» **TASK GOAL**
From first line to last, the records below are to be duplicated exactly.

Source data
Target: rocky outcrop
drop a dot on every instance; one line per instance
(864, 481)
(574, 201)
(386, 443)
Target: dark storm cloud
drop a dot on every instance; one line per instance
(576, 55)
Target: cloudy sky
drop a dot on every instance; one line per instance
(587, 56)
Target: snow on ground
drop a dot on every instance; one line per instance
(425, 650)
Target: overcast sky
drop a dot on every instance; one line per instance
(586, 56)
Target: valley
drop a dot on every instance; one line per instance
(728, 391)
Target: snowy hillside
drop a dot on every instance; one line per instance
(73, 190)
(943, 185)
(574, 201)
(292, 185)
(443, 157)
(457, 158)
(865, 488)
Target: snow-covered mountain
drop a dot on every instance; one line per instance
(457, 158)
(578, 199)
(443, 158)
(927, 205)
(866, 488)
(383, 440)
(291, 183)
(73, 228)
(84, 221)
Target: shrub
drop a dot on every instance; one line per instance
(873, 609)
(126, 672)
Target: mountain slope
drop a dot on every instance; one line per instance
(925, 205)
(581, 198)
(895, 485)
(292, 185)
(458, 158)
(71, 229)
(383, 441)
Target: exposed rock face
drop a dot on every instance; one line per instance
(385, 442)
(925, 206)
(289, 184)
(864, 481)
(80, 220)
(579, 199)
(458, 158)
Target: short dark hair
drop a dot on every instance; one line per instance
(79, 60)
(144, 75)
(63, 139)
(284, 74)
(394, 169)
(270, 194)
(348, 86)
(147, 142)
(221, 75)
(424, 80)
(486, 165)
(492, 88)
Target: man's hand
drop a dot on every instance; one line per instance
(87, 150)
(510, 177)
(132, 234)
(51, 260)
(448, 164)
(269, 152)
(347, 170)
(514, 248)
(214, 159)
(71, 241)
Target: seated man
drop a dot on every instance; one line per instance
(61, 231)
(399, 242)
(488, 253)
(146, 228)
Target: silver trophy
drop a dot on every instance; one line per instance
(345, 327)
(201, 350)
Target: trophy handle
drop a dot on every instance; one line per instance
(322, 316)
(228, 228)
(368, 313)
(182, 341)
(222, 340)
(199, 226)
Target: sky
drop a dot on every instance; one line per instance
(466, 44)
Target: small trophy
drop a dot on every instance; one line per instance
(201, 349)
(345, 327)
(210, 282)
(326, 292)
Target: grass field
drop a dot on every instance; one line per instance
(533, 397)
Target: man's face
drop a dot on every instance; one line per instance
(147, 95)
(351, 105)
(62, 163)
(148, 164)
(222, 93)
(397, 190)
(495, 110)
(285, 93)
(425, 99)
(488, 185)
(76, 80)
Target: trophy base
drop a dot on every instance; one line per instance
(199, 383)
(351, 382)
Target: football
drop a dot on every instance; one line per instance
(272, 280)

» **TASK RESULT**
Target: rocky outcrop
drop a dot on every instance; one line per instance
(864, 481)
(574, 201)
(386, 443)
Target: dark storm cloud
drop a dot on every instance; one line per instance
(576, 55)
Target: cloudy sky
drop a dot on every instance; one line per instance
(587, 56)
Target: snow on ground
drop a dot on every instance; one line per instance
(425, 650)
Target: overcast sky
drop a dot on every instance; one line per instance
(586, 56)
Target: valley
drop a dot on every instance; one line per instance
(728, 391)
Target: snowy hillside
drop a dot on every instance; one line per instance
(73, 190)
(943, 185)
(574, 201)
(292, 185)
(443, 157)
(457, 158)
(865, 488)
Target: snow-covered mountain
drop a dot on every instance; one line per instance
(457, 158)
(578, 199)
(443, 158)
(927, 205)
(866, 488)
(383, 440)
(291, 183)
(73, 228)
(84, 221)
Target: shrub
drop a dot on every instance; one line per instance
(873, 609)
(126, 672)
Target: mountain slope
drop a dot on every instance; one line per instance
(925, 205)
(581, 198)
(895, 485)
(292, 185)
(458, 158)
(71, 229)
(383, 441)
Target: exposed rock face
drop a dot on every instance; one line per instance
(385, 442)
(925, 206)
(289, 184)
(864, 481)
(80, 220)
(579, 199)
(458, 158)
Target: short dark hair
drop a dot on every instance; one line per instance
(79, 60)
(144, 75)
(63, 139)
(284, 74)
(394, 169)
(270, 194)
(348, 86)
(147, 142)
(221, 75)
(424, 80)
(486, 165)
(492, 88)
Target: man's hand
drop a dot on every instance; one line per instance
(87, 150)
(510, 177)
(132, 234)
(51, 260)
(448, 164)
(269, 152)
(347, 170)
(514, 248)
(214, 159)
(71, 241)
Target: seated man
drop a dot on every instance; one line per instance
(61, 231)
(399, 242)
(488, 253)
(146, 228)
Target: silver trophy
drop a dot on every instance; one line per instance
(345, 327)
(201, 350)
Target: trophy handle
drop a dot on every instance; one line per instance
(322, 316)
(228, 228)
(368, 313)
(182, 341)
(222, 340)
(199, 226)
Target: sky
drop a dot on every instance; one line per instance
(466, 44)
Target: small trophy
drop a dot on every instance; one line per instance
(201, 349)
(345, 327)
(210, 282)
(326, 292)
Target: grass field
drop a dot on every instance; one line per instance
(533, 397)
Target: man's face
drop a dot on every instance; one line per instance
(147, 95)
(351, 105)
(62, 163)
(148, 164)
(222, 93)
(397, 190)
(495, 110)
(285, 93)
(425, 99)
(488, 185)
(76, 80)
Target: trophy base
drop a dot on every instance; one line per instance
(199, 383)
(351, 382)
Target: football
drop a dot on every instance; one line per instance
(272, 280)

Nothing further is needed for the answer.